▶ TASK
Transcribe word for word the lines spanning the line with "[detect] bird's claw" through the end of the records.

(Photo labels with boxes)
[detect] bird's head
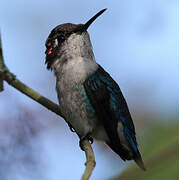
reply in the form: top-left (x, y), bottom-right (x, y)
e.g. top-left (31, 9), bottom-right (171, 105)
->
top-left (45, 9), bottom-right (106, 69)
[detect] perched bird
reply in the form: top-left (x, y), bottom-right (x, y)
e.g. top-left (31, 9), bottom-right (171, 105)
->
top-left (45, 9), bottom-right (145, 170)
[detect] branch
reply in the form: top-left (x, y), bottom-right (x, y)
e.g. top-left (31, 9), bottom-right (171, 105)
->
top-left (0, 34), bottom-right (95, 180)
top-left (0, 34), bottom-right (5, 92)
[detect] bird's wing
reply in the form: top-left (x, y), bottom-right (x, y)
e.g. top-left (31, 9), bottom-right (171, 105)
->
top-left (84, 66), bottom-right (144, 169)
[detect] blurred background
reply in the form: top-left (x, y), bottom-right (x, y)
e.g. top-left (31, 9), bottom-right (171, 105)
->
top-left (0, 0), bottom-right (179, 180)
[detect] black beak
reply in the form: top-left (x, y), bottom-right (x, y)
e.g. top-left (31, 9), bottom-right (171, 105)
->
top-left (82, 8), bottom-right (107, 31)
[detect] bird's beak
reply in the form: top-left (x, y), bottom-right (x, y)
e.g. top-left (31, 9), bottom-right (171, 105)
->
top-left (82, 8), bottom-right (107, 31)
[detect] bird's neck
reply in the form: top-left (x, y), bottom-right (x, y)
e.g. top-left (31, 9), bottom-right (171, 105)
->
top-left (52, 32), bottom-right (98, 79)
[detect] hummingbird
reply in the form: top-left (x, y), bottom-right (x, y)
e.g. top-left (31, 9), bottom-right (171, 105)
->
top-left (45, 9), bottom-right (145, 170)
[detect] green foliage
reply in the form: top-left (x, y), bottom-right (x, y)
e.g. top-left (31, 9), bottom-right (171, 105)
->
top-left (113, 124), bottom-right (179, 180)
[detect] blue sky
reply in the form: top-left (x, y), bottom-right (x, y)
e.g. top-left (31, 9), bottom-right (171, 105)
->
top-left (0, 0), bottom-right (179, 180)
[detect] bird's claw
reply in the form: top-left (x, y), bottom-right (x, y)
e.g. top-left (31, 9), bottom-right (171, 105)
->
top-left (79, 134), bottom-right (93, 151)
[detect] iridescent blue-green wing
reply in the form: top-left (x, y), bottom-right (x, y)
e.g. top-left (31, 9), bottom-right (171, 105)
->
top-left (84, 66), bottom-right (144, 169)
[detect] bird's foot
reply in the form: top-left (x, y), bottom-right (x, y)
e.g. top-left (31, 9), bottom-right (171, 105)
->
top-left (79, 134), bottom-right (93, 151)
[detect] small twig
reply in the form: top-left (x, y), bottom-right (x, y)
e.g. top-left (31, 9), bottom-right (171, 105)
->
top-left (0, 33), bottom-right (95, 180)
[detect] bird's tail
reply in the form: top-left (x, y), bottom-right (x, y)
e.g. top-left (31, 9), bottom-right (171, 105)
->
top-left (134, 156), bottom-right (146, 171)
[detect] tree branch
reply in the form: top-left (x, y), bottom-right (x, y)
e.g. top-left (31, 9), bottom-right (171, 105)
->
top-left (0, 34), bottom-right (96, 180)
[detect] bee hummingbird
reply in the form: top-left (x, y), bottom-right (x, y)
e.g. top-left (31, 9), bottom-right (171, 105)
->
top-left (45, 9), bottom-right (145, 170)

▶ SOLUTION FOR THIS PROBLEM
[detect] bird's claw
reply in the form: top-left (x, y), bottom-right (x, y)
e.g. top-left (31, 9), bottom-right (171, 105)
->
top-left (79, 134), bottom-right (93, 151)
[detect] iridescent blue-green wing
reply in the form: top-left (x, y), bottom-right (x, y)
e.g. top-left (31, 9), bottom-right (171, 105)
->
top-left (84, 66), bottom-right (144, 169)
[detect] bird's foot
reply in the form: top-left (x, y), bottom-right (x, y)
e.g. top-left (31, 9), bottom-right (171, 105)
->
top-left (79, 134), bottom-right (93, 151)
[detect] small twig
reply in the form: top-left (x, y), bottom-right (x, y)
e.g. top-left (31, 9), bottom-right (171, 105)
->
top-left (0, 33), bottom-right (95, 180)
[detect] bird's tail
reply in the form: top-left (x, y), bottom-right (x, y)
e.g. top-left (31, 9), bottom-right (171, 105)
->
top-left (134, 156), bottom-right (146, 171)
[detect] tree branch
reply in the form: top-left (x, y), bottom-right (x, y)
e.g. top-left (31, 9), bottom-right (171, 105)
->
top-left (0, 34), bottom-right (96, 180)
[detect] bee hummingbird
reply in the form: top-left (x, y), bottom-right (x, y)
e.g. top-left (31, 9), bottom-right (171, 105)
->
top-left (45, 9), bottom-right (145, 170)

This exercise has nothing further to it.